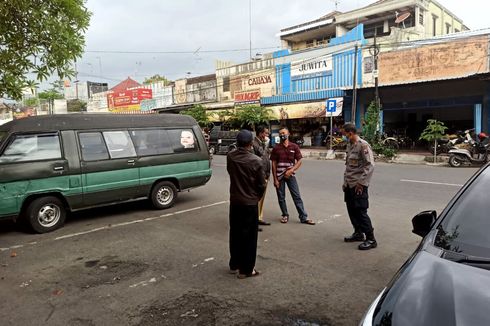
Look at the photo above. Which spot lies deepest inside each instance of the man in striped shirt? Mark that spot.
(286, 160)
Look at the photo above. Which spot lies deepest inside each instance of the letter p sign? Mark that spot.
(331, 106)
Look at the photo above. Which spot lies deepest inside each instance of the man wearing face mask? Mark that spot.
(261, 149)
(359, 167)
(286, 160)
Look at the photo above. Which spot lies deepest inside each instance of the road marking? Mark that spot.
(111, 226)
(433, 183)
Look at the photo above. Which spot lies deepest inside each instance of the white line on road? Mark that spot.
(111, 226)
(432, 183)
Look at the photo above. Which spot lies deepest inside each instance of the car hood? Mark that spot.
(436, 291)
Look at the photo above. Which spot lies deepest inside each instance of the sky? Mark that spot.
(197, 26)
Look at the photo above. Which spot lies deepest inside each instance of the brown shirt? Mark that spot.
(247, 178)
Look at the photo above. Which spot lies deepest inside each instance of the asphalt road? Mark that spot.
(131, 265)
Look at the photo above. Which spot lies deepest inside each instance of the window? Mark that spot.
(151, 142)
(93, 146)
(119, 144)
(182, 140)
(434, 25)
(32, 148)
(465, 228)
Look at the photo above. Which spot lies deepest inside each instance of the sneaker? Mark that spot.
(368, 244)
(355, 237)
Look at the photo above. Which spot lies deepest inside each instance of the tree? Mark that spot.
(39, 38)
(434, 131)
(198, 112)
(249, 116)
(156, 78)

____

Exercise directions
Render every line of the items above as a Markdown table with the columns "Number" and "Entry," numbering each row and skipping blank lines. Omit the pictures.

Answer to the problem
| Number | Entry |
|---|---|
| 1 | Look at the photo above. Which spot lies deepest inside each instance of the man in striped shirt? Mark that spot. |
| 2 | (286, 160) |
| 3 | Look at the photo above. Which spot lies deepest inside each instance of the letter p sign? Mark that spot. |
| 4 | (331, 106) |
| 5 | Look at the photo above. Which spot lies deepest inside each instance of the man wearing face mask? Mark that spot. |
| 6 | (261, 149) |
| 7 | (359, 167) |
| 8 | (286, 160) |
| 9 | Look at the photo above. Which spot lies deepest inside each instance of the road marking? Mark that spot. |
| 10 | (111, 226) |
| 11 | (433, 183) |
| 12 | Look at the photo above. Which spot lies deepest inside each instance of the white line on road? Mark that spot. |
| 13 | (111, 226) |
| 14 | (432, 183) |
| 15 | Look at the photo above. Which spot lies deepest inside each instance of the car hood? Mark that spot. |
| 16 | (436, 291) |
| 17 | Look at the photo above. Which spot lies deepest inside each instance of the sky? Mark that spot. |
| 18 | (197, 26) |
| 19 | Look at the photo above. Which spot lies deepest inside each instance of the brown shirt? Mark that spot. |
| 20 | (247, 178) |
| 21 | Look at the photo above. Which spot lies deepest inside each instance of the asphalt road? Mark that spot. |
| 22 | (131, 265) |
| 23 | Look at the photo above. Which spot lies deepest inside each instance of the window? Mark that spot. |
| 24 | (151, 142) |
| 25 | (93, 146) |
| 26 | (119, 144) |
| 27 | (182, 140) |
| 28 | (434, 25) |
| 29 | (32, 148) |
| 30 | (465, 228) |
| 31 | Look at the photo above. Which spot lies deepest inside each instance of the sneaker? Mark that spot. |
| 32 | (368, 244) |
| 33 | (355, 237) |
| 34 | Look at the photo above. Which spot lies deepest inside each instance of the tree? Mark that spot. |
| 35 | (39, 38) |
| 36 | (434, 131) |
| 37 | (198, 112) |
| 38 | (249, 116) |
| 39 | (156, 78) |